[Information Boundary: Start]

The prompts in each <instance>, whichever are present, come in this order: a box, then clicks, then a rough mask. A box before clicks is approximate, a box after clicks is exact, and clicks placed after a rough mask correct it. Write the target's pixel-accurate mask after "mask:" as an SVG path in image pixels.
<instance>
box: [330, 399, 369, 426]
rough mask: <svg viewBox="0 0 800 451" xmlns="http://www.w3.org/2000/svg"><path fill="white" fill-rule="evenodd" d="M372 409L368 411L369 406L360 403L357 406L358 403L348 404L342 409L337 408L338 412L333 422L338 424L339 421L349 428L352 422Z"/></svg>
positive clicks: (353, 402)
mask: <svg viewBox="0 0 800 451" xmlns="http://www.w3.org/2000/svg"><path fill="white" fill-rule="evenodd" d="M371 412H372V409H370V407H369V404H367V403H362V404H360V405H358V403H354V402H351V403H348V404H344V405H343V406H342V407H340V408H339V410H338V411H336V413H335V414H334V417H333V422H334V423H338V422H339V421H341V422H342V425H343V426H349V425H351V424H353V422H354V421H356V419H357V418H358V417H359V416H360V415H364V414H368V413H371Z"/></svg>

[Information Boundary: End]

■ **Exercise requirements**
Copy out all of the records above, character for character.

■ **Exercise result**
The prompts in each <instance>, whichever are present, come in this order: a box, then clicks, then a rough mask. A box before clicks is approximate, a box after clicks is exact, and clicks placed after a rough mask correct it. Write the target's pixel-accurate mask after "mask:" as an SVG path in image pixels.
<instance>
box: [330, 399, 369, 426]
rough mask: <svg viewBox="0 0 800 451" xmlns="http://www.w3.org/2000/svg"><path fill="white" fill-rule="evenodd" d="M372 409L368 411L369 406L360 403L357 406L358 403L348 404L342 409L337 408L338 412L333 422L338 424L339 421L349 428L352 422Z"/></svg>
positive clicks: (353, 402)
mask: <svg viewBox="0 0 800 451" xmlns="http://www.w3.org/2000/svg"><path fill="white" fill-rule="evenodd" d="M371 412H372V409H370V407H369V404H367V403H362V404H360V405H358V403H354V402H351V403H348V404H344V405H343V406H342V407H340V408H339V410H338V411H336V413H335V414H334V417H333V422H334V423H338V422H339V421H341V422H342V425H343V426H349V425H351V424H353V422H354V421H356V419H357V418H358V417H359V416H360V415H364V414H368V413H371Z"/></svg>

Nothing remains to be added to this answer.